-- Opening Marker --

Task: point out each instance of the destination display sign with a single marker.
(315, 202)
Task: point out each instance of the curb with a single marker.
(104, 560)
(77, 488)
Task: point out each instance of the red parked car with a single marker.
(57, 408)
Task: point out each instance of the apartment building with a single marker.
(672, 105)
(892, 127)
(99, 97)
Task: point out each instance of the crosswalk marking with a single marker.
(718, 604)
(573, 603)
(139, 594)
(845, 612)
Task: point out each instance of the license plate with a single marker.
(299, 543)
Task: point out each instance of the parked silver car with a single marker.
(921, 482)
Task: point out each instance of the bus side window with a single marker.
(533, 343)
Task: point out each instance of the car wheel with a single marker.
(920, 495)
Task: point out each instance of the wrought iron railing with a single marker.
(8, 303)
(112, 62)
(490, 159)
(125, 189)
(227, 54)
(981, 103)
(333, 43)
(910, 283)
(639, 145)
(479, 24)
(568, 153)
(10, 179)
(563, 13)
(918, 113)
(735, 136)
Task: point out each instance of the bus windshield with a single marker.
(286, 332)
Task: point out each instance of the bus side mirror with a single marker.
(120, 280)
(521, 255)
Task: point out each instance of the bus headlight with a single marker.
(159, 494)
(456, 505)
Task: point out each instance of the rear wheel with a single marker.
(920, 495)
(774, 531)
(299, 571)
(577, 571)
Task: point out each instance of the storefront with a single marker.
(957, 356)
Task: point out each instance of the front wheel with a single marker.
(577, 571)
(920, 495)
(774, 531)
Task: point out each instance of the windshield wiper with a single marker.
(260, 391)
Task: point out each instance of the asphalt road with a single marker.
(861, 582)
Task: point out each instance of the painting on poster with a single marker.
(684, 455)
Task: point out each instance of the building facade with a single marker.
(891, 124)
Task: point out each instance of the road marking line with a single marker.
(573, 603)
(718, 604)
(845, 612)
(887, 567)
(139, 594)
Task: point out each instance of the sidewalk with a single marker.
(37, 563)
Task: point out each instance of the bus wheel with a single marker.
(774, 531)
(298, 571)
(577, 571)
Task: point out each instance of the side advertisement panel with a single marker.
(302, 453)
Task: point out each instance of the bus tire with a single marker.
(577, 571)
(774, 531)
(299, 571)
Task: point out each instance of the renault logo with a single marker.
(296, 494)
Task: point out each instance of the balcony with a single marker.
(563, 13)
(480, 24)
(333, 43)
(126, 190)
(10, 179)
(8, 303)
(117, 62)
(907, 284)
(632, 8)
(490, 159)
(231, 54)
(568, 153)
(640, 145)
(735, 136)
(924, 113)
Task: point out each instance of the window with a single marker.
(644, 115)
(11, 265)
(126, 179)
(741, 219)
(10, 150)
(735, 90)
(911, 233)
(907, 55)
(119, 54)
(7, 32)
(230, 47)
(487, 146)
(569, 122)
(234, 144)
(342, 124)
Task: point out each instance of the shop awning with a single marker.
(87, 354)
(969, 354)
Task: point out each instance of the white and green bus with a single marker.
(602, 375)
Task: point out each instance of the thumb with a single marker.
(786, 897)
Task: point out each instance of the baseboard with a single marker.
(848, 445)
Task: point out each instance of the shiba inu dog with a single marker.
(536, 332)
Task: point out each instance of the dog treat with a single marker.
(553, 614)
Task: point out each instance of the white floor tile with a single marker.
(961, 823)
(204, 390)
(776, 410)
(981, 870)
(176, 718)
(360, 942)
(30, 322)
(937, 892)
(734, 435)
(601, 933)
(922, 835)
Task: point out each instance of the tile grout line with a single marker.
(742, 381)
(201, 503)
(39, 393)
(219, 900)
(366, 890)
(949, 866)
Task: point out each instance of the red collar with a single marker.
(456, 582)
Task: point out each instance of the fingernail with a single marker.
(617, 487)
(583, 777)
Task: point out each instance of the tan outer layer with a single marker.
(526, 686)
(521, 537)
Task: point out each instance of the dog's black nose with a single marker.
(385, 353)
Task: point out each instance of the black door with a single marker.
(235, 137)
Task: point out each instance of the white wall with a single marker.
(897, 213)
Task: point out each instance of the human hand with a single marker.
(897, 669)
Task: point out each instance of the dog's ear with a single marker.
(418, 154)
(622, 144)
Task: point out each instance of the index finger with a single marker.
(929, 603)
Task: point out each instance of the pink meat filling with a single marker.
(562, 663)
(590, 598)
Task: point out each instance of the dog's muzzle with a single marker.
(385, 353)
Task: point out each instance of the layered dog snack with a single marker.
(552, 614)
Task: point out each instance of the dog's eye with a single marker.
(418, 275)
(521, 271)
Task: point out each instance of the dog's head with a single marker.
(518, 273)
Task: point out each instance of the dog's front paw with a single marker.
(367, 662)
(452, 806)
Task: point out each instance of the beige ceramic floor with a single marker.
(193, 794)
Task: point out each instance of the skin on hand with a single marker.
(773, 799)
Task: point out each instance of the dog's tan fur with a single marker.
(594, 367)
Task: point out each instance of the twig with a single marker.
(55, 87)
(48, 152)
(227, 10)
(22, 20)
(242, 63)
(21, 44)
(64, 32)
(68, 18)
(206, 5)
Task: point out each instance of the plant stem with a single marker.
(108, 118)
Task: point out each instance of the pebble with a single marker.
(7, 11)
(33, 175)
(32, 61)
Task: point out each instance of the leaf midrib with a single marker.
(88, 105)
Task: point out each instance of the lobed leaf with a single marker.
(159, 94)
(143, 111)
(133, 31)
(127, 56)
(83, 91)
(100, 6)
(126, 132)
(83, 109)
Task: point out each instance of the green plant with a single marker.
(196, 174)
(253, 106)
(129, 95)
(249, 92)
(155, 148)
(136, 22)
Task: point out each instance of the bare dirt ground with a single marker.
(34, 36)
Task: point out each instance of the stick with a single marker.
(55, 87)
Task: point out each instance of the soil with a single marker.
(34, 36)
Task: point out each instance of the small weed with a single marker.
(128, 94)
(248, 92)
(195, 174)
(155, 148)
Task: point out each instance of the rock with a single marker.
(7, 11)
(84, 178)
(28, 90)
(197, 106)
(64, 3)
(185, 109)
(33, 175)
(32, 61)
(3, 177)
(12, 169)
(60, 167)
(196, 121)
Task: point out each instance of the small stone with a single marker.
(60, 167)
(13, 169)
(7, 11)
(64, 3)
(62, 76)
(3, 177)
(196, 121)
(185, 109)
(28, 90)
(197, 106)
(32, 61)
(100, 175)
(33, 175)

-- Closing Marker --

**DIRECTIONS FOR THIS TASK**. Take the entries above and transcribe them in full.

**PROBLEM SOLUTION**.
Task: point out each instance of the destination display sign with a single marker.
(315, 202)
Task: point out each instance of the curb with a single marker.
(104, 560)
(77, 488)
Task: point out each instance of the red parked car with a single marker.
(57, 408)
Task: point out each instance of the apartment building with a single marker.
(672, 105)
(892, 127)
(99, 97)
Task: point out each instance of the crosswalk marking with a single marker.
(718, 604)
(573, 603)
(139, 594)
(845, 612)
Task: point out each instance of the license plate with a single marker.
(299, 543)
Task: point out each instance of the parked silver car with a single marker.
(921, 482)
Task: point out each instance of the bus side window with a single marker.
(533, 343)
Task: point out each instance of the car wheel with a single marker.
(920, 495)
Task: point out each instance of the wrought iron railing with a single marker.
(8, 303)
(112, 62)
(490, 159)
(125, 189)
(227, 54)
(981, 103)
(333, 43)
(910, 283)
(639, 145)
(479, 24)
(568, 153)
(10, 179)
(563, 13)
(918, 113)
(735, 136)
Task: point out each instance of the bus windshield with a single marker.
(286, 332)
Task: point out each instance of the bus side mirror with a single marker.
(120, 280)
(521, 255)
Task: point out each instance of the bus headlight with a single marker.
(159, 494)
(456, 505)
Task: point out each instance of the rear wheel with a single marker.
(920, 495)
(774, 531)
(299, 571)
(577, 571)
Task: point out each instance of the storefront with a single marker.
(957, 356)
Task: point out each instance of the front wheel with a single marker.
(577, 571)
(920, 495)
(774, 531)
Task: point out each instance of the windshield wiper with a single marker.
(260, 391)
Task: point out each instance of the asphalt road with a single marker.
(861, 582)
Task: point out each instance of the painting on poster with a single marker.
(684, 455)
Task: point out each instance of the building facade with a single marker.
(891, 124)
Task: point out each instance of the road marking line with a single marker.
(573, 603)
(718, 604)
(845, 612)
(887, 567)
(139, 594)
Task: point out each instance of the sidewalk with a single marker.
(37, 563)
Task: point out each instance of the bus wheel with a single marker.
(774, 531)
(298, 571)
(577, 571)
Task: point out each instance of the side advertisement panel with a single marker.
(302, 453)
Task: point out each instance of the bus tire with a single marker.
(577, 571)
(774, 531)
(299, 571)
Task: point out each instance of the renault logo with a single marker.
(296, 494)
Task: point out each instance of the balcony with a single marker.
(563, 13)
(480, 24)
(333, 43)
(126, 190)
(10, 179)
(8, 303)
(117, 62)
(907, 284)
(632, 8)
(490, 159)
(231, 54)
(568, 153)
(640, 145)
(735, 136)
(924, 113)
Task: point out each instance of the window with a single marker.
(644, 115)
(11, 265)
(126, 179)
(741, 219)
(10, 150)
(735, 90)
(911, 233)
(907, 55)
(119, 54)
(7, 32)
(230, 47)
(487, 146)
(569, 122)
(234, 144)
(342, 124)
Task: point out each instance of the shop awning with a single marker.
(87, 354)
(969, 354)
Task: point out each instance of the white and green bus with a single marker.
(602, 375)
Task: point out each instance of the thumb with a single marker.
(786, 897)
Task: point out each instance of the baseboard with a single marker.
(848, 445)
Task: point out each instance of the shiba inu dog with a single marker.
(536, 332)
Task: point out each instance of the dog treat with a single marker.
(553, 614)
Task: point out each instance of the white floor tile with a single marker.
(961, 823)
(204, 390)
(776, 410)
(981, 870)
(176, 718)
(360, 942)
(30, 322)
(937, 892)
(734, 435)
(601, 933)
(922, 835)
Task: point out each instance of the tile grout line with a single marker.
(742, 381)
(201, 503)
(39, 393)
(219, 900)
(366, 890)
(949, 866)
Task: point out each instance of the red collar with a single marker.
(456, 582)
Task: point out each instance of the fingernail with a single marker.
(617, 487)
(583, 777)
Task: point out each instance of the tan outer layer with a single marker.
(526, 686)
(521, 537)
Task: point out each instance of the dog's black nose with a single marker.
(385, 353)
Task: point out each instance of the black door with a single marker.
(235, 137)
Task: point out each instance of the white wall with a single marker.
(897, 213)
Task: point out each instance of the human hand with a single marker.
(897, 669)
Task: point out each instance of the dog's ear with a single marker.
(418, 154)
(622, 144)
Task: point out each instance of the index finger with a single marker.
(929, 603)
Task: point out each instance of the pink meat filling with a single marker.
(562, 663)
(590, 598)
Task: point out each instance of the dog's muzzle with a single marker.
(385, 353)
Task: point out each instance of the layered dog snack with a single marker.
(552, 614)
Task: point out each instance of the dog's eye with a single marker.
(418, 275)
(521, 271)
Task: point out each instance of the dog's head with a single marker.
(518, 273)
Task: point out each instance of the dog's front paw with a single marker.
(367, 662)
(452, 806)
Task: point out each instance of the beige ceramic floor with a single marker.
(193, 794)
Task: point out each instance of the skin on hand with a single marker.
(773, 799)
Task: point out each instance of the dog's tan fur with a single marker.
(594, 367)
Task: point out each instance of the twig with a single marker.
(55, 87)
(48, 152)
(227, 10)
(22, 20)
(242, 63)
(21, 44)
(64, 32)
(68, 18)
(206, 5)
Task: point out each instance of the plant stem with a single marker.
(108, 118)
Task: point out each instance of the pebble with a single marker.
(7, 11)
(33, 175)
(32, 61)
Task: point out each instance of the leaf midrib with a single marker.
(88, 105)
Task: point out each instance of the lobed leaf with a single marker.
(159, 94)
(143, 111)
(133, 31)
(127, 56)
(83, 91)
(100, 6)
(126, 132)
(83, 109)
Task: point out each instance of the green plant with a single marker.
(196, 174)
(253, 106)
(129, 95)
(249, 92)
(155, 148)
(136, 22)
Task: point out each instance of the bare dirt ground with a single marker.
(34, 36)
Task: point out each instance of the stick with a single marker.
(55, 87)
Task: point out each instance of the soil with a single marker.
(34, 36)
Task: point out each instance of the small weed with a single marker.
(128, 94)
(248, 92)
(195, 174)
(155, 148)
Task: point out each instance of the rock with a single marker.
(7, 11)
(84, 178)
(28, 90)
(197, 106)
(64, 3)
(185, 109)
(33, 175)
(32, 61)
(3, 177)
(12, 169)
(60, 167)
(196, 121)
Task: point out each instance of the small stone with a single marker.
(60, 167)
(13, 169)
(7, 11)
(64, 3)
(62, 76)
(3, 177)
(196, 121)
(185, 109)
(28, 90)
(197, 106)
(32, 61)
(100, 175)
(33, 175)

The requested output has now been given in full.